Repeat the records below word for word, but start at the line that contains "Practice task. Find the gray", stop after the last line, and include nothing else.
==== Recorded information
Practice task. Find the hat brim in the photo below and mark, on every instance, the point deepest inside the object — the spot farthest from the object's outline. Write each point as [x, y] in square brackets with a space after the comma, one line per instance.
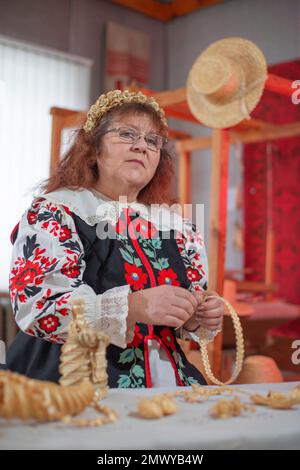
[218, 114]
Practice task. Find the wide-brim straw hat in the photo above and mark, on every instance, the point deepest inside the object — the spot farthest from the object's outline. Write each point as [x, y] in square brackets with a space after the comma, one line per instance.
[226, 82]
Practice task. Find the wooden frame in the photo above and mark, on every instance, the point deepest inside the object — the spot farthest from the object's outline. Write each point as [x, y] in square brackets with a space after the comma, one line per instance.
[248, 131]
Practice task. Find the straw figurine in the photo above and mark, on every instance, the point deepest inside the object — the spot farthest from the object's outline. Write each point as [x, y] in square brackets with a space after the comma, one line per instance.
[84, 353]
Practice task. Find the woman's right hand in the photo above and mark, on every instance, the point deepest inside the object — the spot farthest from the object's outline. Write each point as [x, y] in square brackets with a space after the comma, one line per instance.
[161, 305]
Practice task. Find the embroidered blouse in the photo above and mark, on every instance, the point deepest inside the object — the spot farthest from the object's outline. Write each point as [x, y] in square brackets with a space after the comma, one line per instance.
[48, 266]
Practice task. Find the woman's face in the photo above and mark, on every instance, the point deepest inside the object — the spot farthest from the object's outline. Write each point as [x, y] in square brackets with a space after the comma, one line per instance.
[126, 164]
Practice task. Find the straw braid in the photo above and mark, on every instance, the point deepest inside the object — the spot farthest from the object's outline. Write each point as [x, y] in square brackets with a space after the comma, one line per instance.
[240, 349]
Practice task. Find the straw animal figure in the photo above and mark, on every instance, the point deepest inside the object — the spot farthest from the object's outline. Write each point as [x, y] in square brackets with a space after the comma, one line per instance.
[84, 354]
[83, 381]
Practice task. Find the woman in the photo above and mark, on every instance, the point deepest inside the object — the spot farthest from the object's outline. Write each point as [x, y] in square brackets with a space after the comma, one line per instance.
[77, 240]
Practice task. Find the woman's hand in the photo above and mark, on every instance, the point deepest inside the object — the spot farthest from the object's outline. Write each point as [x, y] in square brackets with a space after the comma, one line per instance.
[209, 312]
[162, 305]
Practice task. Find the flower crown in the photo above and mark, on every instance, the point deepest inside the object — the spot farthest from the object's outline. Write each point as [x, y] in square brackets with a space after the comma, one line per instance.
[116, 98]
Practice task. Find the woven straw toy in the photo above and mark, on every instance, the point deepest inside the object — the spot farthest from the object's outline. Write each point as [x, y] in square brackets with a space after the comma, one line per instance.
[240, 349]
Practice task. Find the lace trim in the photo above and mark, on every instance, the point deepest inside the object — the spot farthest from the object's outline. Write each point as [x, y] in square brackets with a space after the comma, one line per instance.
[108, 312]
[91, 207]
[194, 336]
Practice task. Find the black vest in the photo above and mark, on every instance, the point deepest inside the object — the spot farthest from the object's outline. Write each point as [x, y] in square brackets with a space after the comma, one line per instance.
[105, 268]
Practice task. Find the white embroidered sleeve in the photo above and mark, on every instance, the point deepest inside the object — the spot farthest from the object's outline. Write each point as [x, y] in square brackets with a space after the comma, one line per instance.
[47, 273]
[195, 251]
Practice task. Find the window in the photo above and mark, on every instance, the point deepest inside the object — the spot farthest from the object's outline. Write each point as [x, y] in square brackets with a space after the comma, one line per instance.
[32, 80]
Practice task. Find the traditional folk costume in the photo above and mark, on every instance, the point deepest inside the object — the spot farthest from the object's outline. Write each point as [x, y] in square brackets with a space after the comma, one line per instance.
[58, 256]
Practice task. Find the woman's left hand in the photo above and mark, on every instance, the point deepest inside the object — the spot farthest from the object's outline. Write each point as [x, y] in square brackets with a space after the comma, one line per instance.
[209, 313]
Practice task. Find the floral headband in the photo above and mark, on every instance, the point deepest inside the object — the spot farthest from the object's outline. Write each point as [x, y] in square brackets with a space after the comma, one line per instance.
[116, 98]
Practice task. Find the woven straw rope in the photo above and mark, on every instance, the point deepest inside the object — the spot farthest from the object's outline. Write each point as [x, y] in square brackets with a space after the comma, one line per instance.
[240, 349]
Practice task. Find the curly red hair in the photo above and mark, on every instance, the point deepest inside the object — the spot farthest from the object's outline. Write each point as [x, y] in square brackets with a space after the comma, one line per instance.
[78, 168]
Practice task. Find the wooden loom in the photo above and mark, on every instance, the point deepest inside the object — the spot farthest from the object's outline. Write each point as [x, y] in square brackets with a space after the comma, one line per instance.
[248, 131]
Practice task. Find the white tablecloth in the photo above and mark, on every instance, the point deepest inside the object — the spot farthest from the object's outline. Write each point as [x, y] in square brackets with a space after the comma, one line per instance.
[190, 428]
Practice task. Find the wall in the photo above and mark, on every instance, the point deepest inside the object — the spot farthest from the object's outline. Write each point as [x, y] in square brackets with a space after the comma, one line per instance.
[272, 25]
[78, 27]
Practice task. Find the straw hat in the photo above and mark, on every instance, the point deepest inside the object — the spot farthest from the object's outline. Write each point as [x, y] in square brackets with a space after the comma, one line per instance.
[226, 82]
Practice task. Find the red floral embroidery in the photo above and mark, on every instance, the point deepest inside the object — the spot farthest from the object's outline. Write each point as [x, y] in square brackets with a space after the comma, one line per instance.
[49, 323]
[28, 272]
[168, 276]
[134, 276]
[137, 339]
[193, 274]
[143, 228]
[53, 225]
[40, 303]
[168, 338]
[32, 217]
[121, 226]
[65, 233]
[71, 268]
[63, 300]
[63, 311]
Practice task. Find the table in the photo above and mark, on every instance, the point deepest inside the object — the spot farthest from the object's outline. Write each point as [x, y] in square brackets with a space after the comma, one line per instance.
[190, 428]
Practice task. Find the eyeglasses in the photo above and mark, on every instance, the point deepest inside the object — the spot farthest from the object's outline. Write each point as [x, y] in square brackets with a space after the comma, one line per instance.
[128, 134]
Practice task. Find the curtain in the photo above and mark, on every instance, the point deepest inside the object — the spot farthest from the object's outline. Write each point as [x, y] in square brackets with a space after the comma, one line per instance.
[32, 80]
[274, 167]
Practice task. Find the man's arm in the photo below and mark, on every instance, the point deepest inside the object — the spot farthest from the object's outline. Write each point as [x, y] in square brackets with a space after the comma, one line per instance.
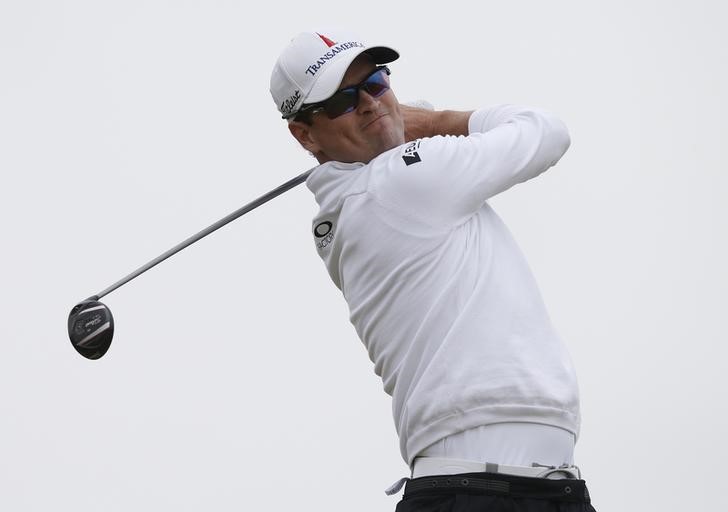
[420, 123]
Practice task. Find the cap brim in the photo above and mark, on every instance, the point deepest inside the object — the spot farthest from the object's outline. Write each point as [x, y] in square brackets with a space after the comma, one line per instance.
[330, 80]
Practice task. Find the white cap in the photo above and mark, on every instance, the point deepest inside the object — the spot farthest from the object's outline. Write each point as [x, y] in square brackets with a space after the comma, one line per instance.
[311, 67]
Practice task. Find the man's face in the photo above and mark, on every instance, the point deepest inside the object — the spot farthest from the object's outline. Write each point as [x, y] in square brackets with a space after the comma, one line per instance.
[372, 128]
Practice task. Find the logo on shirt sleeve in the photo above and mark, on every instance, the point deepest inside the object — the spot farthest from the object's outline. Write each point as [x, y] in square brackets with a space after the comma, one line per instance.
[411, 156]
[324, 233]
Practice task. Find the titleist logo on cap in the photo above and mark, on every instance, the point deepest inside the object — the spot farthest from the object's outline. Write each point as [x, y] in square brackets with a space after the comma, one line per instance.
[289, 103]
[338, 48]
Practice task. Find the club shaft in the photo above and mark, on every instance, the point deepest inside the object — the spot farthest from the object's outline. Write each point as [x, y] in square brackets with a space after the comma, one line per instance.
[214, 227]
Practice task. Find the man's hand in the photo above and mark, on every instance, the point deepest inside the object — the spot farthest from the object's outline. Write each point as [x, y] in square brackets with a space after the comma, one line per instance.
[422, 122]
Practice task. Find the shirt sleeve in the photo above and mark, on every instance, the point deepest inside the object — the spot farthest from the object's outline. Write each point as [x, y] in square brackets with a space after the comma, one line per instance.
[444, 180]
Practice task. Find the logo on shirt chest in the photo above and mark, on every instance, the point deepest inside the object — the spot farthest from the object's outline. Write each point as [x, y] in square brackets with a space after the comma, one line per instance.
[324, 233]
[411, 156]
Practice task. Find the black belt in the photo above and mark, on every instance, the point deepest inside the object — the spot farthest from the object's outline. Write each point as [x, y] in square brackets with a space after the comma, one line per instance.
[498, 484]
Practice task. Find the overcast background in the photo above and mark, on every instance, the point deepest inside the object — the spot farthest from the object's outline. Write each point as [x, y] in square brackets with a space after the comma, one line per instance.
[235, 381]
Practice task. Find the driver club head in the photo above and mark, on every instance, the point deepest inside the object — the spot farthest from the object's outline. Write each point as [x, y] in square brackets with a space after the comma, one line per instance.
[91, 328]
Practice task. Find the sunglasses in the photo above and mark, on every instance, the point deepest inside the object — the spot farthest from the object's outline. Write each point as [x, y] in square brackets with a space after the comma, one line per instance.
[346, 100]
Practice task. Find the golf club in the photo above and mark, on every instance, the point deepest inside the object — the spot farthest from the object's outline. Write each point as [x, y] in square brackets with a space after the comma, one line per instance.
[90, 322]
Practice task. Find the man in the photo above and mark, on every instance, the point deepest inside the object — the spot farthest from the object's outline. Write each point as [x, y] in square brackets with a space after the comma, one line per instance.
[485, 399]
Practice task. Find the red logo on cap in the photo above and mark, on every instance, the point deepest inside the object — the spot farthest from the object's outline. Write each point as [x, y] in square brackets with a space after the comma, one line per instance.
[326, 40]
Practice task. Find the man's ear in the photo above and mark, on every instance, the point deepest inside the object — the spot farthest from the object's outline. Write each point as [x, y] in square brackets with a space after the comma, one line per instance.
[303, 134]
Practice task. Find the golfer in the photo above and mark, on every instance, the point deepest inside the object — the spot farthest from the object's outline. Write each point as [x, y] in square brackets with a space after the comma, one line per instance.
[485, 398]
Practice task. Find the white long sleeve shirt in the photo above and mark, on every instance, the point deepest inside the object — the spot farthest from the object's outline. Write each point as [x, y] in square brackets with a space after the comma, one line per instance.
[438, 290]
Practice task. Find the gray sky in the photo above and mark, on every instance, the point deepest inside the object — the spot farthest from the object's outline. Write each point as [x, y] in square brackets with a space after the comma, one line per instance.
[235, 381]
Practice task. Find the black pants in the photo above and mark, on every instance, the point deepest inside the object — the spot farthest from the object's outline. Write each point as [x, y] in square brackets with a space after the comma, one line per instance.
[494, 492]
========
◆ Exercise response ◆
Practice task. Find the gray sky in the photo above and mark, on every instance, the point deepest inside the object — the spot farthest from the object's outline. Write each point as [x, y] in square brackets with a space after the comma, one line per instance.
[235, 381]
Practice task. Find the black pants in the photo above and mark, on every instance, the point deepest inside the object — the spot farthest from the object's outline. Write each point as [x, y] in square brackets with a space after the comma, one line per instance.
[494, 492]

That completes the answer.